## WORK ORDER
Please list each thing that, according to the article on pricing computer support work, customers might do before paying the extreme value of the work.

## PROVIDED PASSAGE
Offering computer support services to small businesses

Know Your Worth

Article from Issue 160/2014
Author(s):

maddog advises computer-savvy students to explore business opportunities as a way to earn money for education.

I have been coaching a small group of university students on how to start up a computer support business as a part-time job to help finance their education. These students are only in their first or second year of university, but they have been using computers most of their lives.

When I mentioned some pricing models, the students told me that the prices were too high and that they could never charge such rates for the type of work I suggested. Often, they did work for their family and friends, and they did not think they could ask the rates I was suggesting.

In such situations, you have to look at the value of your work to the customer and what they would have to pay if they took their business some other place. Where I live, just opening a desktop computer costs US$ 90, even if no actual repair work is done. However, that type of expense is not the value of the work, just the cost. The value would be if the customer had to buy an entire equivalent computer system and regenerate all of the data on the disks to get back to where they were when the system failed, compared with someone fixing the system and retaining their data.

Of course, that would be the extreme value, and before customers paid that amount of money to you, they might look for other solutions and other solution providers, as well as actually try to fix the problem themselves. This is where free market competition comes into action.

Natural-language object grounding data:

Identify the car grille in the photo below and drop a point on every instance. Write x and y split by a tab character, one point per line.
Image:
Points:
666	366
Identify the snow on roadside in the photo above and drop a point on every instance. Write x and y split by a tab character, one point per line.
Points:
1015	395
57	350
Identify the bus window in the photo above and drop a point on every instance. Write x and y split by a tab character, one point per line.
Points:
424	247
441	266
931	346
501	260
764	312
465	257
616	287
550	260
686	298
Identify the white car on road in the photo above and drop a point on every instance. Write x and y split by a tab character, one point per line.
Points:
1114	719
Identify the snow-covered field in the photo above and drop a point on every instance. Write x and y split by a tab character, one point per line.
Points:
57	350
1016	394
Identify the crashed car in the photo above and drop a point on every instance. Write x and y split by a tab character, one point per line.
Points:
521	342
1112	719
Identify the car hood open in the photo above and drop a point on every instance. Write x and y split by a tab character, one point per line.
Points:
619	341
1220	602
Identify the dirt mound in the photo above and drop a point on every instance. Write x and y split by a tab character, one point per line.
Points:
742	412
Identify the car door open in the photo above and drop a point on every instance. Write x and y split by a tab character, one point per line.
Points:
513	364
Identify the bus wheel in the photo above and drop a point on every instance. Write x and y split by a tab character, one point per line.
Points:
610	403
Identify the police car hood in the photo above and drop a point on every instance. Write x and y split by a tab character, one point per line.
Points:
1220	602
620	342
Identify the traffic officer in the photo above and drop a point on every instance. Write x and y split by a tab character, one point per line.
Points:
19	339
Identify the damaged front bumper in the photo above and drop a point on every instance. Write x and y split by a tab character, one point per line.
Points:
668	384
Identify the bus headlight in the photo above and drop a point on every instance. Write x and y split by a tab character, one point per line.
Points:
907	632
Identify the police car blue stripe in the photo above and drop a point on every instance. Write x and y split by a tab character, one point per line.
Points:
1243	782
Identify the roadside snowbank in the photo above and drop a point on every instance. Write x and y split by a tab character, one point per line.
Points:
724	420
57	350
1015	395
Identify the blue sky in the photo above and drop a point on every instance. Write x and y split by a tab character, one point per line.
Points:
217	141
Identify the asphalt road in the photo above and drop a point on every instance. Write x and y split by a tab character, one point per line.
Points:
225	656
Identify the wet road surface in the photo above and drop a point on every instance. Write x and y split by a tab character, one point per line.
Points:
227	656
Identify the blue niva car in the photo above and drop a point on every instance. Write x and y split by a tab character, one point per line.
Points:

## EXERCISE RESULT
- Look for other solutions
- Look for other solution providers
- Try to fix the problem themselves